It’s not something most of us think about when we buy a BLT or egg mayo baguette for lunch on the go, but a pre-packed sandwich has been through a lengthy and complex supply chain before you can bite into it.

Innovation Case Study - The Digital Sandwich

From primary producer to retailer, ingredients must be kept at correct temperatures at all times, and deliveries timed to the minute.

The fast-moving nature of the chain means mismatched supply and demand can lead to enormous waste – both food and financial. On top of that, as highlighted by a recent high-profile case of a sandwich causing a fatal allergic reaction, health and safety is paramount.

The Digital Sandwich project aims to bring increased traceability, security and accountability to the food supply chain by utilising the latest industrial digital technologies. “Currently, very little data is shared up and down the supply chain. It not only means different components may not be working in tandem with each other, but also that important information – such as food safety and regulatory data – can be difficult to access quickly,” explains Tom Hollands, Innovation and Technical Director at Raynor Foods, a leading UK pre-packed sandwich business, which is leading the project.

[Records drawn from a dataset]
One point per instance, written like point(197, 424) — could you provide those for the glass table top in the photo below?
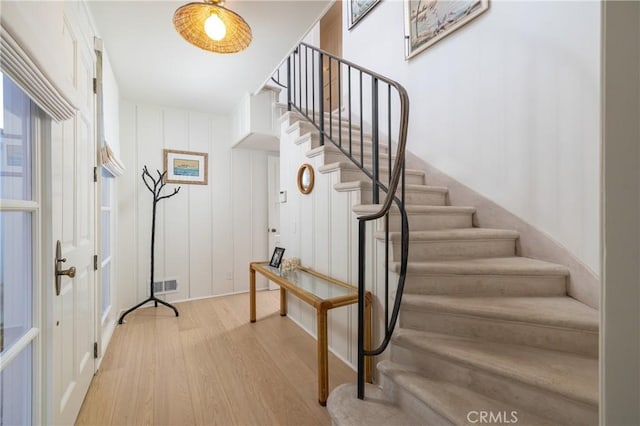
point(313, 284)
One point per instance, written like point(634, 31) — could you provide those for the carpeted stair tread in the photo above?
point(463, 234)
point(348, 165)
point(454, 402)
point(366, 186)
point(513, 265)
point(347, 410)
point(569, 375)
point(414, 209)
point(564, 312)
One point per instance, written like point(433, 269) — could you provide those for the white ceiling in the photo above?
point(154, 64)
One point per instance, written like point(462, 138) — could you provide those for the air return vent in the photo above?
point(166, 286)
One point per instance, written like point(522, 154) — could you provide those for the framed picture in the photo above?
point(186, 167)
point(13, 156)
point(359, 8)
point(276, 257)
point(427, 22)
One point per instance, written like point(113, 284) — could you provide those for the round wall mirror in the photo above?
point(305, 178)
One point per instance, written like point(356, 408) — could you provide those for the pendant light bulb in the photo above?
point(215, 28)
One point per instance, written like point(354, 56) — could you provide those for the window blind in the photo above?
point(17, 65)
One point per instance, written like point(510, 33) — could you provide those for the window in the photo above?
point(19, 218)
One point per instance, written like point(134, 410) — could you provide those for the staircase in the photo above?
point(484, 336)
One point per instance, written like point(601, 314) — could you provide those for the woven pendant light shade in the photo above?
point(189, 22)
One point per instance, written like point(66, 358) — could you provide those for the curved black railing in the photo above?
point(317, 82)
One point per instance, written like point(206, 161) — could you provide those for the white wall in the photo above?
point(620, 316)
point(509, 106)
point(320, 229)
point(206, 235)
point(111, 104)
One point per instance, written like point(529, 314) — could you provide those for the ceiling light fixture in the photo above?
point(212, 27)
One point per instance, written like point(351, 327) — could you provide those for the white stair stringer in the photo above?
point(482, 331)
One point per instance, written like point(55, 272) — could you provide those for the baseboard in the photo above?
point(583, 284)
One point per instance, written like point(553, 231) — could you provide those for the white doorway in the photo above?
point(273, 198)
point(73, 189)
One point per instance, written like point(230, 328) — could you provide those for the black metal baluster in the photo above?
point(321, 96)
point(330, 87)
point(349, 99)
point(361, 129)
point(313, 82)
point(339, 105)
point(374, 140)
point(289, 83)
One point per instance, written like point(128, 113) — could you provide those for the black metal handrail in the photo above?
point(310, 73)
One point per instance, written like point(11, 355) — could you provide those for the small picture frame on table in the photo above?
point(276, 257)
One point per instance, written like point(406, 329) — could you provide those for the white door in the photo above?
point(73, 205)
point(273, 198)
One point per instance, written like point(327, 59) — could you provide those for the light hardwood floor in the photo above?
point(210, 366)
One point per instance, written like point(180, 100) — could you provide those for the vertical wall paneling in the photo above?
point(220, 162)
point(200, 212)
point(127, 208)
point(173, 251)
point(207, 234)
point(149, 152)
point(322, 230)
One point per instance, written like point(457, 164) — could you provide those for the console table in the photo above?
point(321, 292)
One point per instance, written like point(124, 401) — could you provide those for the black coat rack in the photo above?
point(158, 184)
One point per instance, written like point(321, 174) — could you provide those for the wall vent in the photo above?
point(166, 286)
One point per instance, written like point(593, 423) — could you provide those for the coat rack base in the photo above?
point(155, 301)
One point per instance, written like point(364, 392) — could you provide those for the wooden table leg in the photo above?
point(252, 294)
point(323, 356)
point(283, 302)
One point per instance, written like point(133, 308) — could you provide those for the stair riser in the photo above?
point(496, 330)
point(542, 402)
point(425, 198)
point(356, 143)
point(410, 404)
point(431, 221)
point(487, 285)
point(353, 175)
point(329, 157)
point(455, 249)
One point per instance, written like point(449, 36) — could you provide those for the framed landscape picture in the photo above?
point(428, 21)
point(359, 8)
point(185, 167)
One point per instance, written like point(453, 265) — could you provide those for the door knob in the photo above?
point(71, 272)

WHAT THIS EXERCISE ASKS:
- A) List the three things the Digital Sandwich case study says the project aims to bring to the food supply chain.
- B) Repeat the part of the Digital Sandwich case study from "It’s not something" to "bite into it.".
- C) Answer these questions from the Digital Sandwich case study:
(i) What must be kept at correct temperatures at all times from primary producer to retailer?
(ii) What can mismatched supply and demand lead to?
(iii) What is Tom Hollands' job title?

ANSWERS GIVEN:
- A) Increased traceability, security and accountability.

- B)
It’s not something most of us think about when we buy a BLT or egg mayo baguette for lunch on the go, but a pre-packed sandwich has been through a lengthy and complex supply chain before you can bite into it.

- C)
(i) Ingredients.
(ii) Enormous waste, both food and financial.
(iii) Innovation and Technical Director at Raynor Foods.